**À FAIRE**
Répondez aux questions suivantes d'après l'extrait choisi.
(a) Quel est le titre de la première exposition de Samian ?
(b) De quelle localité l'artiste est-il originaire ?
(c) Quel est le titre de son premier album, et en quelle année a-t-il paru ?

Samian : Photographe d'instinct
Arts visuels

Samian : Photographe d’instinct

Après le rap et le cinéma, Samian change de médium et présente sa toute première expo Enfant de la terre, qui regroupe une quarantaine de photos prises durant ses derniers voyages.

«Il y a des métiers qu’on choisit, et d’autres qui nous choisissent», relate l’artiste originaire de Pikogan (Abitibi-Témiscamingue), en début d’entretien.

Parcourant les scènes du monde avec son rap engagé depuis 2007, année où son premier album Face à soi-même est paru, le rappeur algonquin a trouvé, avec la photographie, un refuge artistique qui lui permet de «reprendre son souffle».

**RELEVÉ**
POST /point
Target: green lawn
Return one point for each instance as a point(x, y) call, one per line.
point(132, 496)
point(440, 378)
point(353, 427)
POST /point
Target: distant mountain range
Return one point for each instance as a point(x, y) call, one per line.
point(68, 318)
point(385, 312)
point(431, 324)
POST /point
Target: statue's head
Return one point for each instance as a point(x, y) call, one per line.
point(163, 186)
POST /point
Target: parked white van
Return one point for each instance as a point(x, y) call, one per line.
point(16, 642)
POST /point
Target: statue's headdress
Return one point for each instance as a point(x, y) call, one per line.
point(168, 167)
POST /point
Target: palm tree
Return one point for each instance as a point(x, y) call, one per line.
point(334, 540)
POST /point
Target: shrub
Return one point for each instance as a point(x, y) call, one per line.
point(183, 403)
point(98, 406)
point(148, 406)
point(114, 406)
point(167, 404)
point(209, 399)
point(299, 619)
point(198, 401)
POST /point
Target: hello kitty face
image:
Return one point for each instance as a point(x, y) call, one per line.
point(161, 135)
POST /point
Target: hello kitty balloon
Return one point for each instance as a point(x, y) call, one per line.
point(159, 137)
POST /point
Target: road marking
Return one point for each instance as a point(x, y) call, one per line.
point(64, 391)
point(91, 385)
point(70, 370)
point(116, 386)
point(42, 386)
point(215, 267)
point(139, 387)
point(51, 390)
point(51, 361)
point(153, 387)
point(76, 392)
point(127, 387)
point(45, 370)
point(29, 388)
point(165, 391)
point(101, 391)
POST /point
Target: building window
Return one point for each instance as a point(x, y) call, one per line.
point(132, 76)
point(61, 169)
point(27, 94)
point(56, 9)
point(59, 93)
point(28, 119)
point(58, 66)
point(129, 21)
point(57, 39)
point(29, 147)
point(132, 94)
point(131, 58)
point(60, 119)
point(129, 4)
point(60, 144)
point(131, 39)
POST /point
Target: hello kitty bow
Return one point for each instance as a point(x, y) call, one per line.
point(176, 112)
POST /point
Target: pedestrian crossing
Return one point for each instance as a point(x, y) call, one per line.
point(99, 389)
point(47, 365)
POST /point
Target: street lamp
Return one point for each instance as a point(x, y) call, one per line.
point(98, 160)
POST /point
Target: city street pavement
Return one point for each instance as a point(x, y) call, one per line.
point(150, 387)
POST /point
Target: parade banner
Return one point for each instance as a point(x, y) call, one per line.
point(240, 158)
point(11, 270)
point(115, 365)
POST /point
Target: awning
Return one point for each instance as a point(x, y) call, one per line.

**RÉPONSE COMPLÈTE**
(a) Enfant de la terre.
(b) De Pikogan, en Abitibi-Témiscamingue.
(c) Face à soi-même, paru en 2007.